→ **Problem description**
Repeat verbatim the lines of the data below, beginning with the line containing "Reviewer note: check that each instance of the drummer" and continuing to the end.

+ + + + +

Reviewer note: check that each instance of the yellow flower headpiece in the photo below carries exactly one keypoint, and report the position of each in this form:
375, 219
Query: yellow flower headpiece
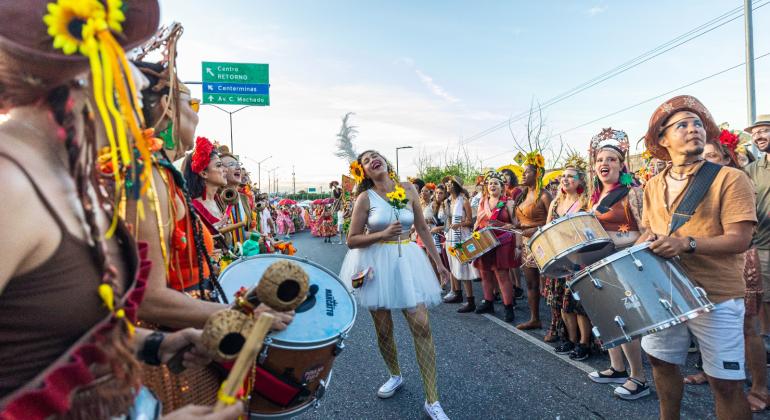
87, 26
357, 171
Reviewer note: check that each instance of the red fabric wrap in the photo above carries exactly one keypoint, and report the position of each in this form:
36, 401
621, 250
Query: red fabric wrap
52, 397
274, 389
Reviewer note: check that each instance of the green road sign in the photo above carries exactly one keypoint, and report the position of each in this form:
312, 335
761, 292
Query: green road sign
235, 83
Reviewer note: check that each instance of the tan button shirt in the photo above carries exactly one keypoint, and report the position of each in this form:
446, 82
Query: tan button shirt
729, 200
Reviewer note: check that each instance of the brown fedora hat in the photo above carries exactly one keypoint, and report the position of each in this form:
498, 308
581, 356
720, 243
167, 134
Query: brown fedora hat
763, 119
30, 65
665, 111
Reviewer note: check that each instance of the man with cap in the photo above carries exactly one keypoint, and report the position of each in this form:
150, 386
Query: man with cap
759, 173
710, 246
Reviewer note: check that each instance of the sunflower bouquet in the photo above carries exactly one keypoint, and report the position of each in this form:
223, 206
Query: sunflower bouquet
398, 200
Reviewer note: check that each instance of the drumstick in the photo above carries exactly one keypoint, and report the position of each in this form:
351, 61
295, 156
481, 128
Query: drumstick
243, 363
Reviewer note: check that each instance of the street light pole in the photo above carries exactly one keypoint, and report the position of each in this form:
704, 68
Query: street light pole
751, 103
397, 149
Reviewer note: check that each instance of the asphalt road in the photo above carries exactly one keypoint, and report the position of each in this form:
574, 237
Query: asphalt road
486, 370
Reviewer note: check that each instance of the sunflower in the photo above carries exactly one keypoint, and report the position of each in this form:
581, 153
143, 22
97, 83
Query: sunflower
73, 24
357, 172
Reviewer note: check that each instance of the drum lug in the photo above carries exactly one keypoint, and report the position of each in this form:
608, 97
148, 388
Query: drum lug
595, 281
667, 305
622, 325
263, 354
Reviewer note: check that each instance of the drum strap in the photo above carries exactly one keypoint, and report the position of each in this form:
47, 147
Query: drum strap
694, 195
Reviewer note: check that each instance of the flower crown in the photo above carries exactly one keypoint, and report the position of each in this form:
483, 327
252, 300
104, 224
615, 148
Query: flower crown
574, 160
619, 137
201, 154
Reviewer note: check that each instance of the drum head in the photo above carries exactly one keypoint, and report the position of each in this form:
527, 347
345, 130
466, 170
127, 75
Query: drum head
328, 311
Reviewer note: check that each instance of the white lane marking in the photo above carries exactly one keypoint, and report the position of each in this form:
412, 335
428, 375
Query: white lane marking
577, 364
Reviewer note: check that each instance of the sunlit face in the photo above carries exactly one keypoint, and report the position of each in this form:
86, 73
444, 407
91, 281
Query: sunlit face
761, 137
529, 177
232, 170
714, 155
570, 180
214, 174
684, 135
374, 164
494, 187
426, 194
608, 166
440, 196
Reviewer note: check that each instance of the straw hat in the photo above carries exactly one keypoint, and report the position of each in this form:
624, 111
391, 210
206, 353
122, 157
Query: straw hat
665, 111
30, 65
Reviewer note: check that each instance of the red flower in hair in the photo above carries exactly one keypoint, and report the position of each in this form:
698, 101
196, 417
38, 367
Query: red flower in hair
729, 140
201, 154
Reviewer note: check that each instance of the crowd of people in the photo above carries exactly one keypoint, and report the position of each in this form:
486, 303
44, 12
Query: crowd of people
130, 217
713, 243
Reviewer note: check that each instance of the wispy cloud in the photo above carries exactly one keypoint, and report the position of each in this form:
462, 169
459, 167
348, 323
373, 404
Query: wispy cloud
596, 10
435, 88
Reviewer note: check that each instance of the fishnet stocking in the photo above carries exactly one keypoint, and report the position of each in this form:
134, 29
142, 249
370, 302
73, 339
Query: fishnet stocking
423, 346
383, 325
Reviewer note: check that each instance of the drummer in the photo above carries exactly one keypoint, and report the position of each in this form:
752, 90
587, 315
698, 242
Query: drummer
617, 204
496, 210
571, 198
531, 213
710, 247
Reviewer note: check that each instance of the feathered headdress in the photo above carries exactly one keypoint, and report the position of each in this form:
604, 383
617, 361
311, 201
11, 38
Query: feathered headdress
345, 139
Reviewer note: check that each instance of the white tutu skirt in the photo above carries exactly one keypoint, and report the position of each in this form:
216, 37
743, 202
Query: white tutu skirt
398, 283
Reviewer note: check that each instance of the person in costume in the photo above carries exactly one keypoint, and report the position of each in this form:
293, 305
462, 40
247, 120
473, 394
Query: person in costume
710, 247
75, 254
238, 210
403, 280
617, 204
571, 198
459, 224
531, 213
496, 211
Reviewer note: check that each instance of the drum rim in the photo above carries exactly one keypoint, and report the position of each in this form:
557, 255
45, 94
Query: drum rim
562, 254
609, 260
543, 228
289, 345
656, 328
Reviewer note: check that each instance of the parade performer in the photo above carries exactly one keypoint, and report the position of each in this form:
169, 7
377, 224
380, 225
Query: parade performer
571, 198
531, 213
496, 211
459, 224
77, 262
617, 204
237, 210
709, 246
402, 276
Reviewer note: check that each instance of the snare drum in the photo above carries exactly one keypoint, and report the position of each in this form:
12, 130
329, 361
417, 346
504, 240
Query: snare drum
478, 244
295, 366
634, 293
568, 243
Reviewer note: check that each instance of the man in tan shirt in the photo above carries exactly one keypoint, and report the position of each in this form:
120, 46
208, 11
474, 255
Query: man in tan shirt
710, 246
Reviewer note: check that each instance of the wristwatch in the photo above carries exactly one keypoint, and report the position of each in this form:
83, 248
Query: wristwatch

+ + + + +

→ **Solution to this exercise**
Reviewer note: check that each instance of the drummer in the photo above carries exactly one keypoint, and report the position of each in this form:
752, 90
587, 315
698, 242
Query: drummer
617, 204
496, 210
571, 198
531, 213
710, 247
Reviewer note: check that each instance of the feathered headdress in the photo above carries exactly one keypoint, and report the position of each in this form:
604, 383
617, 361
311, 201
11, 38
Query: feathered headdress
345, 139
Reviewer note: check that each instance of the white tutu skirt in the photo above carries exactly one keypoint, and report the position of each in this form:
216, 37
743, 202
Query: white tutu skirt
398, 283
Reviewer note: check that each instance of the person in costume in the photo above carries exactly one keypoint, and report the position of each in this form:
293, 305
462, 40
247, 120
473, 394
Query: person in costume
710, 247
75, 254
238, 210
403, 280
617, 204
571, 198
459, 224
531, 213
496, 211
Reviewer note: check that each instance of the drum rim in the photo above carries exactly one keypoint, and report the position of each in this form:
557, 255
45, 94
Query: drum rim
562, 254
609, 260
543, 228
289, 345
656, 328
Reviewer note: check that each instance of the parade performer in the photo above carries exactly one keypoint, and report the position of each in this form:
169, 7
377, 224
380, 225
Query: parade performer
571, 198
531, 213
496, 211
459, 224
77, 262
617, 204
237, 210
709, 246
402, 276
Reviewer note: check that each instance of the snare drum in the photo above carries exactly one keypoint, and report the position of each in this form:
12, 130
329, 361
417, 346
504, 240
Query: snare drum
478, 244
295, 366
634, 293
568, 243
Reviewer note: check that each instance of the man in tan shirt in the photo above carries exactly one keypoint, and report the position of each in this form:
120, 46
208, 11
474, 255
Query: man in tan shirt
710, 246
Reviewer note: check that each instance of the wristwatch in the photo above carries exactly one keypoint, and report the position of each in this form:
83, 248
Query: wristwatch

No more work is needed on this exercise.